◆ **Reading text**:
══════════

March 20th, 2009 · No Comments · Cheap Scottish Travel Tips

Pack ALL the toiletries you’ll need.

This sounds more nitpicky than it actually is. I’m well aware that Rick Steves claims buying toiletries in a foreign country can be “fun.” I’d just like to point out that fun is a relative term, and my idea of fun must differ from Rick’s.

Here’s my main reason for advising you to avoid the toiletry aisle in Tesco; everything in it costs way more, even before the exchange rate. (I guess, without Walmart, there’s not enough competition to drive prices down to what we’re accustomed to paying in this country.) The frustration quotient is my second reason; it’s way higher than I’m comfortable with. Third reason? It’s wasted time.

I learned this the hard way a few years back. I’d run out of my three-in-one (cleaning-storing-wetting) contact lens solution. Replenishing it turned out to be a very expensive and time-consuming proposition – and this was in Scotland, where I could read the packages. If this had happened the year we toured Paris, I’d have been in trouble.

After running low on this and that during our first and second trips, I began to pay close attention to exactly how much of our toiletries we used. From then on, I was able to pack what we needed – and just a little bit extra. No more frantic shopping for contact lens solution. Just be sure you break everything into three-ounce or less containers; you know the drill.

Don’t forget OTC stuff either. With all the excitement of preparing for a four-week trip, not to mention the stress of getting four weeks’ worth of work done ahead of time, my body is usually run-down by the time we lift off and highly susceptible to whatever germs are zipping around the cabin. Not long after our arrival, I usually find myself with a first-class (unlike our cabin seating) head cold.

On our first trip, I made the mistake of packing minimal OTC medicines. After looking high and low for antihistamines, I asked a chemist (pharmacist) if antihistamines were unavailable in the U.K. No. Turns out they’re kept behind the counter, and you must ask for them. You don’t need a prescription. You just need to know to ask. When you’re jet-laggy and coming down with a whopper of a cold, your brain may not think to ask these sorts of questions. In fact, I find when I have any kind of physical problem, I don’t think too clearly.

══════════

◆ **Task objective**: Please copy the travel tips post word for word from "Pack ALL the" to "It’s wasted time.".

◆ **Saved entries**:
══════════

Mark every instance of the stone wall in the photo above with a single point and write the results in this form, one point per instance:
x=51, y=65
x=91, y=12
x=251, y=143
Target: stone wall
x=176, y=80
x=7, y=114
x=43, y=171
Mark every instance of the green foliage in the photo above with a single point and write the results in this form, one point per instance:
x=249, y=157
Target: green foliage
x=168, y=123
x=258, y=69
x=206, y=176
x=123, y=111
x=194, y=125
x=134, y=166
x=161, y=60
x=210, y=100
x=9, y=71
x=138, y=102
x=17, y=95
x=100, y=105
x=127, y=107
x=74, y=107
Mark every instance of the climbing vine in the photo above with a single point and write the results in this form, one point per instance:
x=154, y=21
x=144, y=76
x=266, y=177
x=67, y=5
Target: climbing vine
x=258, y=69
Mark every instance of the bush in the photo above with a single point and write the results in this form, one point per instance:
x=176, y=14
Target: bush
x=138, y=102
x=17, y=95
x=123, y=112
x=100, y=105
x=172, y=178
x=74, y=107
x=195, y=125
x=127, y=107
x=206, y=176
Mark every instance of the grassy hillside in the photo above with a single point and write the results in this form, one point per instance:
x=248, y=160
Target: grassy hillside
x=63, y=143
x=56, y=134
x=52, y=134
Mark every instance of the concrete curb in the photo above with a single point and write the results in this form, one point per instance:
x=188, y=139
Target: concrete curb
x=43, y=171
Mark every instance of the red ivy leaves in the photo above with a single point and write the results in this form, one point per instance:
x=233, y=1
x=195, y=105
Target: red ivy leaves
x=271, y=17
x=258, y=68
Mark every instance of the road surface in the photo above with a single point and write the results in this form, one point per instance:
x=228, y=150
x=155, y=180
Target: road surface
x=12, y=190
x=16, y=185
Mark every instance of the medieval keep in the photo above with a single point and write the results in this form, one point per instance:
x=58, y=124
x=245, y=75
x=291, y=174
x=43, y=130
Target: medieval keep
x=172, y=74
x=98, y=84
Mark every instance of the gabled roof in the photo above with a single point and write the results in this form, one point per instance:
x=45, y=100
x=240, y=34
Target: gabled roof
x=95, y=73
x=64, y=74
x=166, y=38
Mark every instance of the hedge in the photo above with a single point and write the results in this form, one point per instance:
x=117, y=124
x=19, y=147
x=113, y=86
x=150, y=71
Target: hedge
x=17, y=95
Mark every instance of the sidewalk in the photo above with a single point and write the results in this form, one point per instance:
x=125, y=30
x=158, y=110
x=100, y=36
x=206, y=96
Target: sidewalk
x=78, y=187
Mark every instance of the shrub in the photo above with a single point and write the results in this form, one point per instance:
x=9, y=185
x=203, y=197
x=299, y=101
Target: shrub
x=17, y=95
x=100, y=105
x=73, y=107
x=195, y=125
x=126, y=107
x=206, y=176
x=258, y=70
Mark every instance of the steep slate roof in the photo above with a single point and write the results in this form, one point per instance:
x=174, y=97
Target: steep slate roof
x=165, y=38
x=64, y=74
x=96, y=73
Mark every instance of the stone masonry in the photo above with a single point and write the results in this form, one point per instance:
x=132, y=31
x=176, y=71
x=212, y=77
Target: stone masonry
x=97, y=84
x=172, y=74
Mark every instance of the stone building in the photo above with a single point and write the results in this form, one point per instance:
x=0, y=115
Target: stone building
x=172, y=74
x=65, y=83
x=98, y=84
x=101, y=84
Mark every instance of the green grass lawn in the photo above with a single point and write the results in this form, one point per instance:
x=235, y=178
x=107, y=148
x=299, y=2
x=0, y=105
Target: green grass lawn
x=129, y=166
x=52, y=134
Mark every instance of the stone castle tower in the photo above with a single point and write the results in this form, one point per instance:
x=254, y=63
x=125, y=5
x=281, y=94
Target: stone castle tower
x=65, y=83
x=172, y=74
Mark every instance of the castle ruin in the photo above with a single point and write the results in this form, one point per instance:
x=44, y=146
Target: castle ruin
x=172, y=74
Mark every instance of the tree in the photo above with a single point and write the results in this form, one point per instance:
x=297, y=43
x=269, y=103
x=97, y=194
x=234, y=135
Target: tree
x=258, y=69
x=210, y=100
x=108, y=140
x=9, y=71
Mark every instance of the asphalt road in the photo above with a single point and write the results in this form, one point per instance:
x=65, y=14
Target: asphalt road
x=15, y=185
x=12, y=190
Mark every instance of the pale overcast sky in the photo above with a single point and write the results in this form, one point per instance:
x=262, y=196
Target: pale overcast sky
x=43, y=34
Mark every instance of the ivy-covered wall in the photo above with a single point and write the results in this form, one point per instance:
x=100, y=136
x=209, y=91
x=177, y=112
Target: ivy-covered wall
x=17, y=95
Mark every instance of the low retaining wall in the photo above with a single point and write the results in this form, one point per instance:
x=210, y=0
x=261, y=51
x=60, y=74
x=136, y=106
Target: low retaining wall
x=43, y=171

══════════

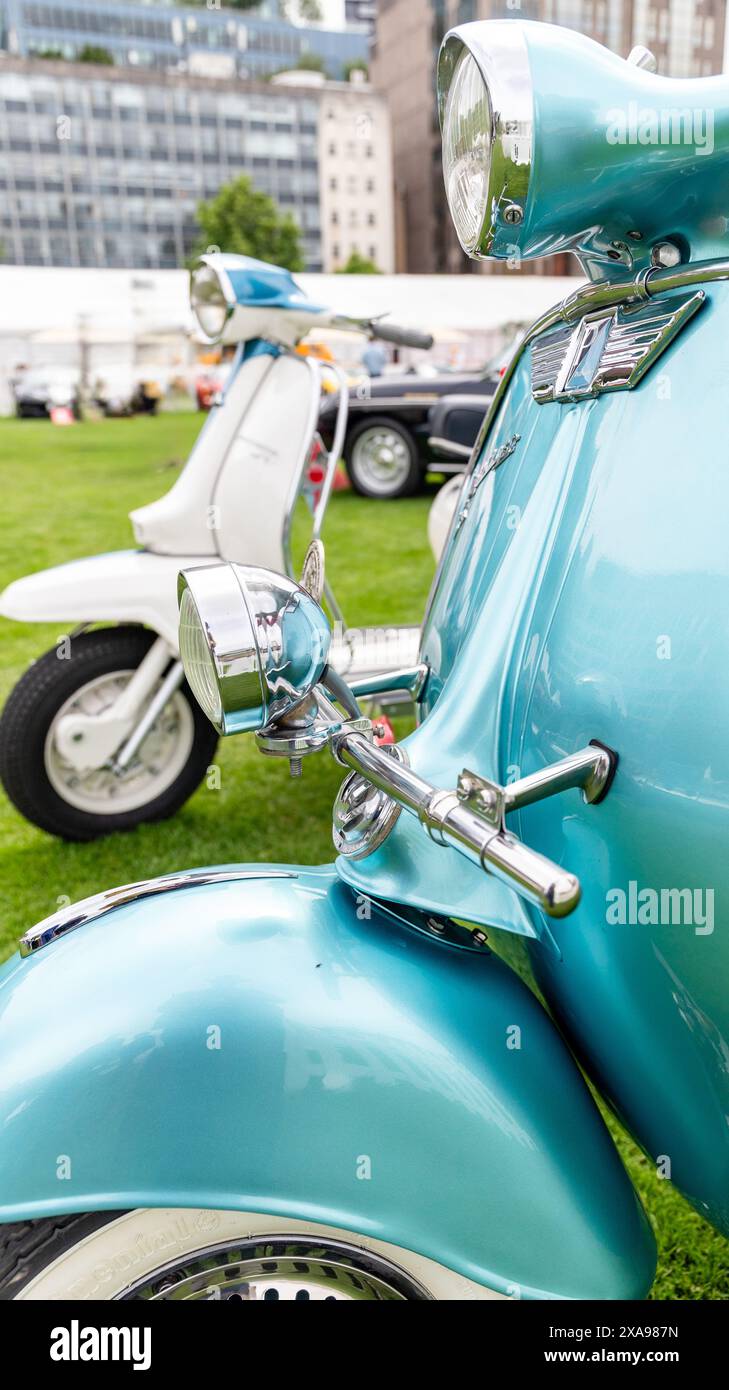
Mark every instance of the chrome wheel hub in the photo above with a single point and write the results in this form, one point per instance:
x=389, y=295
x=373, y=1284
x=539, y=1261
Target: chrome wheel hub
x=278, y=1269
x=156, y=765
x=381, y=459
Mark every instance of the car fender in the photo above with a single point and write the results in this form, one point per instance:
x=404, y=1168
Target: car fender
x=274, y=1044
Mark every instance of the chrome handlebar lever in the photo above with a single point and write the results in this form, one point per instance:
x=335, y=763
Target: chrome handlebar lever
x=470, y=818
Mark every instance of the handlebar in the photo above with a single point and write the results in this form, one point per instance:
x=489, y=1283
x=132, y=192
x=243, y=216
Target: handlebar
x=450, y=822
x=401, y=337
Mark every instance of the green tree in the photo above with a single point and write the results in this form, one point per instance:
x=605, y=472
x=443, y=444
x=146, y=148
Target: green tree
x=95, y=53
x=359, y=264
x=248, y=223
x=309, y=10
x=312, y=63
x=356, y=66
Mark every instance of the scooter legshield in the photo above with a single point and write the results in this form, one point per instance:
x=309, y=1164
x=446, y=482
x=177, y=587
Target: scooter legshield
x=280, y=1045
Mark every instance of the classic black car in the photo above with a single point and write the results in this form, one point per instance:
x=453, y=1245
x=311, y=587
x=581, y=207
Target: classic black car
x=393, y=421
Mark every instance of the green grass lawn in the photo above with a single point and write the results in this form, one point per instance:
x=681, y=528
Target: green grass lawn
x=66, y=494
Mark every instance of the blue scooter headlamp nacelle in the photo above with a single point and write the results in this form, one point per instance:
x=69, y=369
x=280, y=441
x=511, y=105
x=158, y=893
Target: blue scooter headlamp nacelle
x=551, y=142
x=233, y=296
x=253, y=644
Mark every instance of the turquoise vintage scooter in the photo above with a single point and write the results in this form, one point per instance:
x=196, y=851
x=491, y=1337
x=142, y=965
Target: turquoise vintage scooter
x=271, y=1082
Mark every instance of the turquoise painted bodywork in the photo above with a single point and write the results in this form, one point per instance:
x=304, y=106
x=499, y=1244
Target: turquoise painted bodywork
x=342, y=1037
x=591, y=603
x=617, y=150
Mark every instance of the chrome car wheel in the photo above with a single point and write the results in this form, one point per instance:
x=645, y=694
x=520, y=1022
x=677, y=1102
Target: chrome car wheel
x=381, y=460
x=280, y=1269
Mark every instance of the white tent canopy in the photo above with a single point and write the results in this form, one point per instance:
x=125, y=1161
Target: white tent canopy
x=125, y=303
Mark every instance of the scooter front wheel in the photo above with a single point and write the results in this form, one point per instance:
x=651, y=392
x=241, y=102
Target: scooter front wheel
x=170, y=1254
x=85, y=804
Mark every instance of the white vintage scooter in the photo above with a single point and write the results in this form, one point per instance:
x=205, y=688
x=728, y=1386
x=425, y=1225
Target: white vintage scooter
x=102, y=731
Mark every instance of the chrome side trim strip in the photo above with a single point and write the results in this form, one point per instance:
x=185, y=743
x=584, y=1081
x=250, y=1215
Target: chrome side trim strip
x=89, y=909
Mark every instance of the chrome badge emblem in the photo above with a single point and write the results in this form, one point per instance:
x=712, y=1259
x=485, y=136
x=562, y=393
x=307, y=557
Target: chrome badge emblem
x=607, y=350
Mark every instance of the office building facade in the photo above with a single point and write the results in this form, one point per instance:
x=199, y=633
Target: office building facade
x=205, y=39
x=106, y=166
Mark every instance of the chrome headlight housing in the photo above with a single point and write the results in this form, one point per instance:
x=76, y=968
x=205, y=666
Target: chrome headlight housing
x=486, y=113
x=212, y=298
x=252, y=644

══════════

◆ **Expected answer**:
Pack ALL the toiletries you’ll need.

This sounds more nitpicky than it actually is. I’m well aware that Rick Steves claims buying toiletries in a foreign country can be “fun.” I’d just like to point out that fun is a relative term, and my idea of fun must differ from Rick’s.

Here’s my main reason for advising you to avoid the toiletry aisle in Tesco; everything in it costs way more, even before the exchange rate. (I guess, without Walmart, there’s not enough competition to drive prices down to what we’re accustomed to paying in this country.) The frustration quotient is my second reason; it’s way higher than I’m comfortable with. Third reason? It’s wasted time.